YOUR TASK
Output exactly the lines that run from the line with "of the amber" to the end of the material, both ends included, and no other lines.
*-*-*
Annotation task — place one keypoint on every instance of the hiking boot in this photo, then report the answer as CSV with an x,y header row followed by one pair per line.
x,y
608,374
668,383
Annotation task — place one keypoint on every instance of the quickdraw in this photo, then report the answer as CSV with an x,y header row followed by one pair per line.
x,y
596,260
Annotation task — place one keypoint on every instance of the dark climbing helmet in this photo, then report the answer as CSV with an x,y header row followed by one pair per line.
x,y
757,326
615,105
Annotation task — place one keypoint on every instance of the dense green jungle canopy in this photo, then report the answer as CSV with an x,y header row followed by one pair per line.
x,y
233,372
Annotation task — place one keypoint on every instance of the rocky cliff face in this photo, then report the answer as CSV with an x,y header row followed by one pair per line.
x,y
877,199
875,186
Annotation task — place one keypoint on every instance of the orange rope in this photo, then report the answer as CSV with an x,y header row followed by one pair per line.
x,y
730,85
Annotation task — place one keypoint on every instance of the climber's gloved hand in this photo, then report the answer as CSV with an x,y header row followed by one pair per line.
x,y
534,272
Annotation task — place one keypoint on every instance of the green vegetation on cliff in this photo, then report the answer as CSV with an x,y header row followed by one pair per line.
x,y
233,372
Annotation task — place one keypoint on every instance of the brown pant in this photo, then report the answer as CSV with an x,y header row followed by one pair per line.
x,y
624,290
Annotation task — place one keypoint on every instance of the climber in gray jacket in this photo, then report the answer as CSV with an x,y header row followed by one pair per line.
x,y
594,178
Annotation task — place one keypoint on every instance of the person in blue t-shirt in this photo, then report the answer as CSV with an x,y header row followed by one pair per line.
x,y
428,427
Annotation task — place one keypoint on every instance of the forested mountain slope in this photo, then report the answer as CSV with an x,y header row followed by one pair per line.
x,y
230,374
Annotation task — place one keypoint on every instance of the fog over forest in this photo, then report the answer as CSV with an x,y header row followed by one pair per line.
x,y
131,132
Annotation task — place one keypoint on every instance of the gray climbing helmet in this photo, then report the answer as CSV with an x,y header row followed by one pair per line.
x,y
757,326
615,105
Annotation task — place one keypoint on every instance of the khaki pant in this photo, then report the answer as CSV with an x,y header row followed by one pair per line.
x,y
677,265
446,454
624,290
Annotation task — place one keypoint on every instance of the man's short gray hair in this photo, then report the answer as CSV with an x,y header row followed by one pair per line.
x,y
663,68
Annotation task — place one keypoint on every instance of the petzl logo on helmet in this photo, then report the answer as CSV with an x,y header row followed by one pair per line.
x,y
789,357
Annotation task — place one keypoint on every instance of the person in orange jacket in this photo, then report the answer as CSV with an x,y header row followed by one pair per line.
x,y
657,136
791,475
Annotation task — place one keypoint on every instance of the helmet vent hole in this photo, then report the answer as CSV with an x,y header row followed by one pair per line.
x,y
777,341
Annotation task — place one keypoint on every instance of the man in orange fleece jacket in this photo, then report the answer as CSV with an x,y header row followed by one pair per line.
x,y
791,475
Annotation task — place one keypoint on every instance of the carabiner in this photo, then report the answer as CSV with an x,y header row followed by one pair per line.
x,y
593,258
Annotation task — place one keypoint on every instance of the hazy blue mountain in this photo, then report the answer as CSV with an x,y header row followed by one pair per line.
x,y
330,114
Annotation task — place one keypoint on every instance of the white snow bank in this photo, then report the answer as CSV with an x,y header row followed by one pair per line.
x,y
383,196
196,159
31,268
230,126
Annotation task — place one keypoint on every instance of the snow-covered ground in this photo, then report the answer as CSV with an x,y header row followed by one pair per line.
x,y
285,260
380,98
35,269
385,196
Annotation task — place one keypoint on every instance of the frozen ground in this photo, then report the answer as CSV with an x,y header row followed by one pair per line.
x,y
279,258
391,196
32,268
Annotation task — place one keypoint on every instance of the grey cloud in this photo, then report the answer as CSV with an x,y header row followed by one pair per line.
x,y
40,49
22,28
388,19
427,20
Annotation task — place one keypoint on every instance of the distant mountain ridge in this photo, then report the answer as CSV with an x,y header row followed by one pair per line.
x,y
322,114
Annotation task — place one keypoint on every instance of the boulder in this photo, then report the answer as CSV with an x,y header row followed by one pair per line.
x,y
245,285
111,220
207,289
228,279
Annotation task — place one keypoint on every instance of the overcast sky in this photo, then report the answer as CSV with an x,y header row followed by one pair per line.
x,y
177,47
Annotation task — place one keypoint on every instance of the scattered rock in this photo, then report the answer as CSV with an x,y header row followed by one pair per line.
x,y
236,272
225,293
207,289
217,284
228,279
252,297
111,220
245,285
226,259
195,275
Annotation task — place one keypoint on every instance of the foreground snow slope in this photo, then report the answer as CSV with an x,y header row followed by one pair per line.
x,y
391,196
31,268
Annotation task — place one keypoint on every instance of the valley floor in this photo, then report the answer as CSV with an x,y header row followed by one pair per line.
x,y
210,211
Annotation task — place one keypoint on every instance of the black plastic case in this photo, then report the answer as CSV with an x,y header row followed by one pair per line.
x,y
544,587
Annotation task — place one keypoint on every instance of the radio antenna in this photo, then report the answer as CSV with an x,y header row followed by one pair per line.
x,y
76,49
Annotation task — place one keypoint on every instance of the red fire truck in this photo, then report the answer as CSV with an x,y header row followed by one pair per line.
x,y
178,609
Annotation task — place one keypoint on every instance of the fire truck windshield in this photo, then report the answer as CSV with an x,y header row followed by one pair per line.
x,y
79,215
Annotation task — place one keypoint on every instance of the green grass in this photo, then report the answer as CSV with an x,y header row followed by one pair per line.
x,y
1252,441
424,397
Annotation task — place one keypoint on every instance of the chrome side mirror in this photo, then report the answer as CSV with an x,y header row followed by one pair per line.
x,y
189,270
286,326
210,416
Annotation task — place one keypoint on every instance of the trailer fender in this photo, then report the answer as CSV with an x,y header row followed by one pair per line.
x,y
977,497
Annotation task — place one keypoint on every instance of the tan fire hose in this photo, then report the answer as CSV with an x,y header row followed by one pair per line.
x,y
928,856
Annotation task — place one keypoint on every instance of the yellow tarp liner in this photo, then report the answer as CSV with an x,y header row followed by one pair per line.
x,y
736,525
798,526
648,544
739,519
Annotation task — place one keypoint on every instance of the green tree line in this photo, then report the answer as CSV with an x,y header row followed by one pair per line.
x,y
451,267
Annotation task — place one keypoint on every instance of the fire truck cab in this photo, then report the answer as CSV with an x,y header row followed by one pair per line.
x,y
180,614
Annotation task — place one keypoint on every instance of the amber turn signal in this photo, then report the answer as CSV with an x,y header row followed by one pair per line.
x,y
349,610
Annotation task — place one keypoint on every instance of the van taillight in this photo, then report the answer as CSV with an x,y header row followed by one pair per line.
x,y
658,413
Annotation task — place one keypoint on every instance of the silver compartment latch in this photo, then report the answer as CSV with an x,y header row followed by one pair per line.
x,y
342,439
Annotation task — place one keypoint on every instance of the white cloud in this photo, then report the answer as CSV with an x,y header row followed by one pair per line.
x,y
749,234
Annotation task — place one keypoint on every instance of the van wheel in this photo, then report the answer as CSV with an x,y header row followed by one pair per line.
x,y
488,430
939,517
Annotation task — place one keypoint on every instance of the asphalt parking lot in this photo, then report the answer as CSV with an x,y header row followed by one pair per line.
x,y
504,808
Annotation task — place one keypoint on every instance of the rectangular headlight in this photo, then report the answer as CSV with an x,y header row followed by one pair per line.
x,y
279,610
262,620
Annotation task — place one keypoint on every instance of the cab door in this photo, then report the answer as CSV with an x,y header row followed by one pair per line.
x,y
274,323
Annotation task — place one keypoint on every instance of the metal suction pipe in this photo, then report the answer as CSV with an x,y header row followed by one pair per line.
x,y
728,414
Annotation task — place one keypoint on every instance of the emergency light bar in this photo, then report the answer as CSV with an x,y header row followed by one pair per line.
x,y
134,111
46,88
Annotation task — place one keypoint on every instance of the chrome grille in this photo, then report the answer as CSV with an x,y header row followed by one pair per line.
*-*-*
TASK OUTPUT
Annotation task — place one keypoint on every instance of the amber turn signal in this photo, then report the answer as CSV with an x,y header row followed by one pair per line.
x,y
349,610
Annotation task — place one keypoint on every instance of the van taillight in this photo, then report the answer as CSV with an x,y header row followed by one pair per line.
x,y
658,413
Annotation task — place one keypoint on every instance of the silver compartment latch in this photo, then report the answer as CSV with an x,y header row followed by one pair per line.
x,y
342,439
Annotation task — place one keypoint on every instance of the white cloud in this photo, then report the answer as CSV with an x,y header row followed by one pair per line.
x,y
749,234
Annotation task — place one keypoint on every instance of the van wheel in this photo, then report the answer as CSV with an x,y header row followed by one pair per line.
x,y
488,430
939,517
Annotation task — place one keypoint on every instance of the asphalt parking lot in this photo, then report the answer as CSV with an x,y header row followed by one pair per line.
x,y
504,808
Annotation task — place one keypoint on every instance of the rectangular headlight in this photo, then report the answer as CSV with an x,y header row followed by one pair per line.
x,y
279,610
262,620
Annotation task — place one keypoint on every instance of the cab door in this photo, then report the answer as CSV with an x,y header row followed by one pair per line.
x,y
274,323
Annotation task — place one keypoint on every instance of the metal suction pipe in this photo, then report the answer as CSV with an x,y header row followed by one pair per line.
x,y
728,414
Annotation task — place one keypoint on every instance of the emergency light bar in this photo, then report the answer as CSV with an x,y header row followed by one pair per line.
x,y
134,111
46,88
Annotation task — place one keypoint on every instance of the chrome grille in this photo, then report the answer as CSV with an x,y header row followed by one pair per line.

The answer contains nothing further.